Leave out every picture, then transcribe the rest of the listing exactly.

DATA SHOWN.
-- Opening Marker --

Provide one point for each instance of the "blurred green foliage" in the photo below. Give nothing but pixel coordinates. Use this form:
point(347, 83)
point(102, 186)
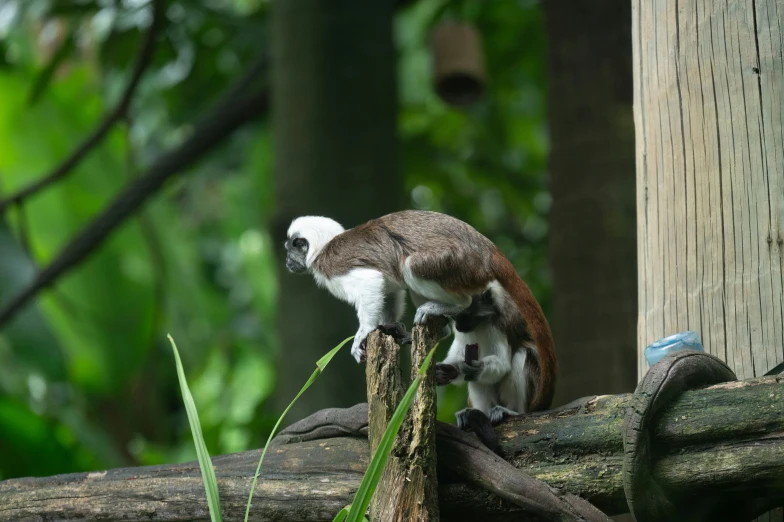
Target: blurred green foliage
point(86, 378)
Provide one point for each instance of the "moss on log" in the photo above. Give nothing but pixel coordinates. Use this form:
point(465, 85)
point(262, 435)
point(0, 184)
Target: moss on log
point(724, 440)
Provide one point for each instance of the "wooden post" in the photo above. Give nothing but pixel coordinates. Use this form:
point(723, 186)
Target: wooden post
point(709, 106)
point(408, 489)
point(709, 121)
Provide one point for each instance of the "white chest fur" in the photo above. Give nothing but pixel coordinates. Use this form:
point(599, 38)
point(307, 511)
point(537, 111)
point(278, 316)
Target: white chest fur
point(491, 341)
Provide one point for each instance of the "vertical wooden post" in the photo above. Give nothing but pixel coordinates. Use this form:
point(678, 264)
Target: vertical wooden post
point(709, 121)
point(408, 490)
point(334, 117)
point(709, 114)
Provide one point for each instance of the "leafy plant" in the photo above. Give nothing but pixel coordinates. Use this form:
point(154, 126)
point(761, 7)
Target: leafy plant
point(320, 365)
point(207, 471)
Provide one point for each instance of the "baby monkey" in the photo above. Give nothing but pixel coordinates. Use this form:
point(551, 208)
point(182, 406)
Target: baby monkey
point(508, 376)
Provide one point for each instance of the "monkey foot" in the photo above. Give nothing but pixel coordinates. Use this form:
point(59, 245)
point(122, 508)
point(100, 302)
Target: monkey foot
point(397, 331)
point(474, 420)
point(499, 413)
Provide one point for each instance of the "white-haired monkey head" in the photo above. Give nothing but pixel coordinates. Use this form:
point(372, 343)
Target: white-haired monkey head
point(306, 237)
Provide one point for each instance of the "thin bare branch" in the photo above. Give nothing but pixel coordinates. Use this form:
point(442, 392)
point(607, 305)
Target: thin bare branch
point(247, 100)
point(106, 124)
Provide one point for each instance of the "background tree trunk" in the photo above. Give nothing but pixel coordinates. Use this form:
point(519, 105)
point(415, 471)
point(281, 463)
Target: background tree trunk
point(708, 84)
point(591, 164)
point(334, 105)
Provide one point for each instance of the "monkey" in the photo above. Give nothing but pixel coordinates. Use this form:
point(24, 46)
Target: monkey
point(440, 260)
point(512, 375)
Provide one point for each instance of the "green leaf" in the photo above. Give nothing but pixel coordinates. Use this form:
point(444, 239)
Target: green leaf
point(205, 463)
point(320, 365)
point(373, 474)
point(342, 515)
point(46, 74)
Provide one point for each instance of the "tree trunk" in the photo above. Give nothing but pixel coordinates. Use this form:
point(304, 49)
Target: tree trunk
point(408, 489)
point(334, 106)
point(708, 84)
point(591, 165)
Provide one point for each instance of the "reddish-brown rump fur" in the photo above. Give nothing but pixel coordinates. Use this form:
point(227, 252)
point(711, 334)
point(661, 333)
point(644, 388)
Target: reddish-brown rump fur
point(544, 367)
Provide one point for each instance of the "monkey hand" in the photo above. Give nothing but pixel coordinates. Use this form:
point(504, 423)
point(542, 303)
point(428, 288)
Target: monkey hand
point(359, 348)
point(446, 373)
point(471, 370)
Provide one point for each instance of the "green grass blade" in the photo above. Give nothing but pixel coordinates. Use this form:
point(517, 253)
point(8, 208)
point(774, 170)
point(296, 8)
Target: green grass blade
point(320, 365)
point(342, 515)
point(205, 463)
point(373, 474)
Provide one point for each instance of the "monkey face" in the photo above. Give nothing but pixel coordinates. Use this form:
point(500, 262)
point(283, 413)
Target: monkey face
point(481, 310)
point(296, 254)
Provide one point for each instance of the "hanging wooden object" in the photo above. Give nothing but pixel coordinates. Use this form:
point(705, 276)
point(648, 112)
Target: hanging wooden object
point(459, 65)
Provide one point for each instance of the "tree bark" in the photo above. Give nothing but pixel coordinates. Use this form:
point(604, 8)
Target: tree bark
point(723, 440)
point(591, 166)
point(708, 83)
point(334, 110)
point(408, 489)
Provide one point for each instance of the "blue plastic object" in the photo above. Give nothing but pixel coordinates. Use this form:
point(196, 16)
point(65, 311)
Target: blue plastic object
point(687, 340)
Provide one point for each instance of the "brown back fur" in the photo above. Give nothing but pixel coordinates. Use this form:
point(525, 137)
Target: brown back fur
point(543, 367)
point(453, 253)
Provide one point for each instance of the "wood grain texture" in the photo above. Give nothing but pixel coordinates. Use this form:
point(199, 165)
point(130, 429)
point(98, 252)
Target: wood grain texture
point(723, 440)
point(708, 97)
point(334, 122)
point(408, 489)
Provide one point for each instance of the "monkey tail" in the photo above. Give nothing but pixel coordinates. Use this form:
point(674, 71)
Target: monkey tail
point(538, 328)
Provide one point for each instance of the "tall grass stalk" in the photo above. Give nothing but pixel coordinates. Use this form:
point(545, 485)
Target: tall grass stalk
point(205, 463)
point(320, 365)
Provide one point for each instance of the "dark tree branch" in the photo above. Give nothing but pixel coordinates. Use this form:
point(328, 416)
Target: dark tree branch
point(60, 172)
point(245, 101)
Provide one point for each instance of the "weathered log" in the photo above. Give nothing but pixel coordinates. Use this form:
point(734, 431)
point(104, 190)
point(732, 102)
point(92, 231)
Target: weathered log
point(408, 489)
point(724, 440)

-- Closing Marker --

EXERCISE RESULT.
Provide one point for each instance of the "blurred green foliage" in the photo below. Give nothing but pixel coordinates. Use this form:
point(347, 83)
point(102, 186)
Target: blurred green foliage
point(86, 378)
Provide one point for each instance of the "moss on log" in the photo above. Give nothing but pixel coordinates. Use this form:
point(465, 85)
point(262, 435)
point(0, 184)
Target: moss on log
point(724, 440)
Provide one point for each instance of the "wooden post" in the photo above. Give nothing but pixel coordinates. Use this form:
point(723, 186)
Target: wooden post
point(709, 106)
point(408, 489)
point(709, 121)
Provide one point for each instance of the "white chest fur" in the photo above. Give nothing but pixel coordinates. Use this form:
point(599, 38)
point(307, 511)
point(537, 111)
point(278, 316)
Target: white chest fur
point(491, 341)
Provide one point for each instance of the "vertical wooden post" in the photo above. Give nothing but pixel coordinates. Use this form:
point(678, 264)
Target: vertical wooden post
point(709, 121)
point(408, 490)
point(334, 117)
point(709, 114)
Provide one point for each instance of the "leafy plant" in the photo above. Give nothing but pixel coordinates. Use this form:
point(154, 126)
point(761, 7)
Target: leafy plant
point(320, 365)
point(207, 471)
Provide one point for each instance of the "baby monkey" in the photo above. Give nothing but pixel coordinates. Use this form:
point(551, 208)
point(182, 406)
Target: baby monkey
point(508, 376)
Provide one point for each instance of the "monkey foot" in the photo above. Give nothing but pixel coordinates. Use this form:
point(59, 245)
point(122, 508)
point(100, 302)
Target: monkey foot
point(397, 331)
point(474, 420)
point(499, 413)
Provide one point for each instance of the "white-haired monkey head" in the photo above. Give nothing but pixel coordinates. Use this form:
point(372, 343)
Target: white-haired monkey head
point(306, 237)
Provide one point for each instance of the "thin bare branch" in the photo above. Give nothing but pixel coordinates. Use this form:
point(442, 392)
point(607, 305)
Target: thin bare branch
point(247, 100)
point(106, 124)
Provide one point for each instance of the "background tree trunk" in the photo above. Give nothing but pixel coordinates. Use this form:
point(519, 105)
point(415, 471)
point(281, 463)
Target: background tree trunk
point(708, 84)
point(591, 164)
point(334, 105)
Provide one point for each instance of the "monkey" in the photo above. Give nothing but pixel coordinates. Use this form:
point(24, 46)
Target: monkey
point(440, 260)
point(512, 375)
Provide one point for each instance of the "green leaf" in the photo above. Give nothing but pixel coordinates. Use this form:
point(444, 239)
Target: green leaf
point(205, 463)
point(320, 365)
point(373, 474)
point(342, 515)
point(46, 74)
Provide one point for each instance of the "tree trunk" in the photo above. Give nothing but pixel coordinates. Use this form:
point(304, 49)
Target: tree trunk
point(408, 489)
point(334, 106)
point(708, 84)
point(591, 165)
Provide one point for each instance of the "reddish-brown rump fur" in the photo above. Give nothing but pixel coordinates. Use this form:
point(227, 252)
point(711, 334)
point(661, 333)
point(644, 388)
Target: reddish-brown rump fur
point(544, 367)
Provide one point for each instance of the "monkey hand" in the photo above. Give nothing but pixel coordinates. Use this form:
point(504, 423)
point(542, 303)
point(428, 288)
Target: monkey hand
point(359, 348)
point(446, 373)
point(471, 370)
Provide one point for each instance of the "green grass blade" in the photo above. Give nothing but pixel coordinates. Use this form:
point(517, 253)
point(8, 208)
point(774, 170)
point(296, 8)
Target: green grass blade
point(320, 365)
point(342, 515)
point(205, 463)
point(373, 474)
Provide one point for each instance of the "monkey face" in the photo above. Give nothing but pixel coordinates. Use this form:
point(500, 262)
point(283, 413)
Target: monkey face
point(481, 310)
point(296, 254)
Provide one point for each instance of the "hanging wooden object" in the photo above. Give nothing but pixel coordinates. Use this form:
point(705, 276)
point(648, 112)
Target: hanging wooden object
point(459, 65)
Provide one point for each instance of the "tree bark" in the photo above. Give nothing but pixel coordinates. Use this form:
point(604, 8)
Target: tree bark
point(723, 440)
point(591, 166)
point(708, 83)
point(334, 110)
point(408, 489)
Provide one point for each instance of the "blue plastic object" in the photo above. Give nothing but pixel coordinates. Use this form:
point(196, 16)
point(65, 311)
Target: blue plastic object
point(687, 340)
Provide one point for each instance of the "brown back fur" in the photo above. Give nothing but pixel coordinates. Use this form:
point(525, 137)
Target: brown back fur
point(543, 367)
point(453, 253)
Provide one point for each instance of the "wood grain texture" in the photo above. Give nothing but pixel coordinates. Use this form:
point(199, 165)
point(130, 429)
point(98, 252)
Target: wood grain texture
point(723, 440)
point(708, 97)
point(334, 122)
point(408, 489)
Provide one point for each instance of the "monkey tail" in the photo above. Give nothing but pixel coordinates. Use this form:
point(674, 71)
Target: monkey tail
point(538, 328)
Provide one point for each instance of the "tall grass stalk" in the photo above. Give nothing but pixel coordinates. Use this form:
point(545, 485)
Target: tall grass stalk
point(205, 463)
point(320, 365)
Provide one point for each instance of the "dark tree branch" in the photo above. Give nothing but pixel coordinates. Use this form:
point(328, 416)
Target: dark tree branch
point(60, 172)
point(245, 101)
Provide one point for each instance of the "weathered log" in the photo above. Give nothing but pixel coordinates. Use this form:
point(734, 431)
point(104, 190)
point(732, 102)
point(92, 231)
Target: weathered log
point(408, 489)
point(724, 440)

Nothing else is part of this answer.